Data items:
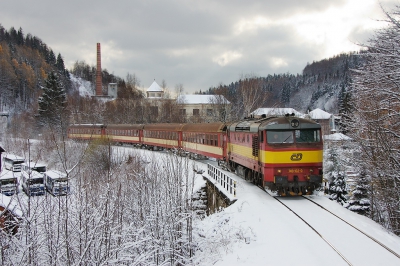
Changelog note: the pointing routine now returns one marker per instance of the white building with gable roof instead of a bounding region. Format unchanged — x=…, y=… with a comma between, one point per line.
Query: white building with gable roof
x=276, y=111
x=154, y=91
x=200, y=107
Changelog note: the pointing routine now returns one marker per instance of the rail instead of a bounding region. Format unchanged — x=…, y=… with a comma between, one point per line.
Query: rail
x=225, y=181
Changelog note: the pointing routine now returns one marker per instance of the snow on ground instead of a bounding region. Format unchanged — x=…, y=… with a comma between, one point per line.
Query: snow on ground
x=275, y=236
x=258, y=230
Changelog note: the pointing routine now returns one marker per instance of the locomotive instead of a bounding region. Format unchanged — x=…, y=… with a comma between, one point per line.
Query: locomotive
x=281, y=153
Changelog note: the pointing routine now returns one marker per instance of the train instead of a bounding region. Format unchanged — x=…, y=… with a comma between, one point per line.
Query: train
x=279, y=153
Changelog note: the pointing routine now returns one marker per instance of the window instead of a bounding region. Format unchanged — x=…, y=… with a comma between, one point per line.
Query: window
x=280, y=136
x=154, y=110
x=307, y=135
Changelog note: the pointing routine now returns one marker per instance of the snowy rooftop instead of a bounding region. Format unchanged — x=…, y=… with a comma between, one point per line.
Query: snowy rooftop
x=319, y=114
x=11, y=205
x=154, y=87
x=336, y=137
x=5, y=174
x=201, y=99
x=276, y=111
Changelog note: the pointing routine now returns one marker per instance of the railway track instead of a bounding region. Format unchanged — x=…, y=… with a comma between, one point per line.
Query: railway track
x=367, y=235
x=314, y=218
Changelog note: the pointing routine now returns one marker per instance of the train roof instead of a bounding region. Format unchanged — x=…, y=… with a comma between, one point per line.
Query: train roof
x=289, y=122
x=55, y=174
x=205, y=127
x=249, y=125
x=87, y=125
x=164, y=126
x=274, y=123
x=125, y=126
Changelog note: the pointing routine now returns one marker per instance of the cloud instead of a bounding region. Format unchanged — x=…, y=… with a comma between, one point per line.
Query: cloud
x=227, y=57
x=197, y=43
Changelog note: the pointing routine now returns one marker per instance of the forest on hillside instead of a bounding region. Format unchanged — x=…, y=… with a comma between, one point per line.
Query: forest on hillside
x=321, y=85
x=25, y=62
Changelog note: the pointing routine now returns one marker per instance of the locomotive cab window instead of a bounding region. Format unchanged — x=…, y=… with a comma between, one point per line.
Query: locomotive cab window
x=307, y=135
x=280, y=136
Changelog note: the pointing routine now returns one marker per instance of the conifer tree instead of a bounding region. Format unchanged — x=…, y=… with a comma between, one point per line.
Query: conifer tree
x=359, y=200
x=334, y=172
x=53, y=101
x=337, y=188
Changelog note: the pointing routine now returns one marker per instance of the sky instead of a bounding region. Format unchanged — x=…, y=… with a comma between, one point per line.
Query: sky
x=198, y=44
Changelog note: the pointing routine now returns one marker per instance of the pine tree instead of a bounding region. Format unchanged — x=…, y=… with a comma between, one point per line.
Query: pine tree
x=334, y=172
x=337, y=188
x=359, y=200
x=53, y=101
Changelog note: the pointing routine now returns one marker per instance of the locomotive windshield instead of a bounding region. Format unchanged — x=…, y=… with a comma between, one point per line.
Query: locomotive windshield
x=280, y=136
x=301, y=136
x=307, y=135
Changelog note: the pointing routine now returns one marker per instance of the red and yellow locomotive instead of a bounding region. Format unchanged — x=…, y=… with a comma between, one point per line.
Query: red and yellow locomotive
x=281, y=153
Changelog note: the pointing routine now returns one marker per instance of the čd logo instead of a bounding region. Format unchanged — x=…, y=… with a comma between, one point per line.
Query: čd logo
x=296, y=157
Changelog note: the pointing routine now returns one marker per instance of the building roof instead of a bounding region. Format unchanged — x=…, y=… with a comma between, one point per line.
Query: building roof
x=276, y=111
x=202, y=99
x=154, y=87
x=319, y=114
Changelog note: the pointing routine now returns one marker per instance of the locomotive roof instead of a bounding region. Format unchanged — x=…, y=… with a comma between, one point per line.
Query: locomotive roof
x=273, y=123
x=125, y=126
x=205, y=127
x=248, y=125
x=87, y=125
x=164, y=126
x=289, y=122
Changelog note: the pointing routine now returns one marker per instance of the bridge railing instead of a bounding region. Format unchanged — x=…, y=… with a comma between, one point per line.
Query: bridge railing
x=224, y=180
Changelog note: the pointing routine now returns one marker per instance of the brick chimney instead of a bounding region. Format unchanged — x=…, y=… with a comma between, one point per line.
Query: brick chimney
x=99, y=85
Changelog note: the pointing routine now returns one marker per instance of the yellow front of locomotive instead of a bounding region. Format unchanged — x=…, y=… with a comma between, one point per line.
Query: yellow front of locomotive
x=291, y=152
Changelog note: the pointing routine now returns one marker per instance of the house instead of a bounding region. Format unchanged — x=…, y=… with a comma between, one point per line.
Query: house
x=155, y=91
x=325, y=119
x=203, y=108
x=10, y=215
x=276, y=112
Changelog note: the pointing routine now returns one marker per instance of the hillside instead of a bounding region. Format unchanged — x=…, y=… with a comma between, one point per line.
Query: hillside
x=319, y=86
x=25, y=62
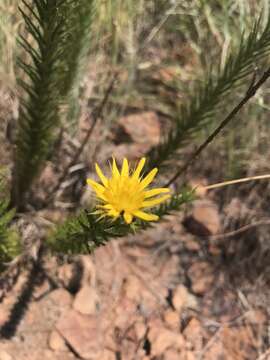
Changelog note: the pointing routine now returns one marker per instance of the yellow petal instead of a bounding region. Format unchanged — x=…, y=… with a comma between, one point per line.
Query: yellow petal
x=113, y=213
x=150, y=203
x=128, y=217
x=149, y=178
x=145, y=216
x=102, y=177
x=156, y=191
x=139, y=168
x=125, y=170
x=96, y=186
x=115, y=171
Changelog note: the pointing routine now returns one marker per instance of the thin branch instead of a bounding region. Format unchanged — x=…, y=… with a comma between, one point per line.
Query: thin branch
x=250, y=93
x=240, y=230
x=237, y=181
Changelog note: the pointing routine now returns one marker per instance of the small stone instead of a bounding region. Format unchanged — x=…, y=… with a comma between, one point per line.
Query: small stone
x=133, y=288
x=61, y=297
x=56, y=342
x=86, y=301
x=201, y=275
x=172, y=319
x=204, y=220
x=194, y=334
x=140, y=329
x=162, y=339
x=142, y=128
x=83, y=333
x=171, y=354
x=179, y=298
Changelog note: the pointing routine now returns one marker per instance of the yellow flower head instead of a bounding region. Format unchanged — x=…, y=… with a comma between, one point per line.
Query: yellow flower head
x=125, y=193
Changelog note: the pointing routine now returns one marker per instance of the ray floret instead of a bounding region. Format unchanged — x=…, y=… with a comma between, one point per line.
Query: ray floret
x=125, y=193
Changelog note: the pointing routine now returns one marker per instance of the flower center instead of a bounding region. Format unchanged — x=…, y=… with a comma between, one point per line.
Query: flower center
x=124, y=194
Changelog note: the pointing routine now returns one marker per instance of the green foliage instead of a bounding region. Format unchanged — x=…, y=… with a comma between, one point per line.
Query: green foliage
x=79, y=17
x=84, y=233
x=38, y=118
x=205, y=104
x=10, y=246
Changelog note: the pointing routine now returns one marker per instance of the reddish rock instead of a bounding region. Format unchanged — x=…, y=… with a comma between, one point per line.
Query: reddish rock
x=202, y=276
x=142, y=128
x=204, y=220
x=86, y=301
x=82, y=333
x=61, y=296
x=162, y=339
x=194, y=334
x=180, y=297
x=56, y=342
x=172, y=319
x=4, y=355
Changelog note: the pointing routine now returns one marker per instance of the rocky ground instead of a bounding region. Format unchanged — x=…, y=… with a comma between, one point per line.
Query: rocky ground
x=160, y=295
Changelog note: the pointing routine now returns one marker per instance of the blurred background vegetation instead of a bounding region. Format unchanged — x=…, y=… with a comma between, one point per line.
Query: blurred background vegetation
x=162, y=48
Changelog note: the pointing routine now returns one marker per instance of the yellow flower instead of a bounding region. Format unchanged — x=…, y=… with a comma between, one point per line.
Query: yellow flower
x=125, y=193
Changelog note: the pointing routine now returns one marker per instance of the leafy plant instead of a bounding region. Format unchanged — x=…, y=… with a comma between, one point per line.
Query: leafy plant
x=207, y=102
x=56, y=42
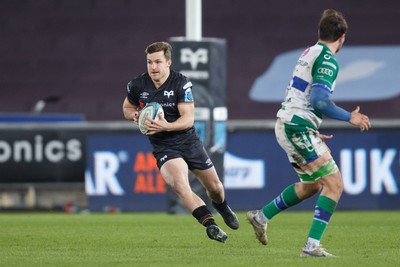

- **Exercise goal**
Reproduce verbatim the lines starting at the one containing "the yellow front" and ending at the one containing "x=291, y=152", including both of those lines.

- **Solved exercise**
Changelog note: the pointing routine now returns one marker per instance of the yellow front of locomotive instead of a bounding region. Format unchanged — x=…, y=… with a comma between, one point per line.
Query: yellow front of locomotive
x=291, y=152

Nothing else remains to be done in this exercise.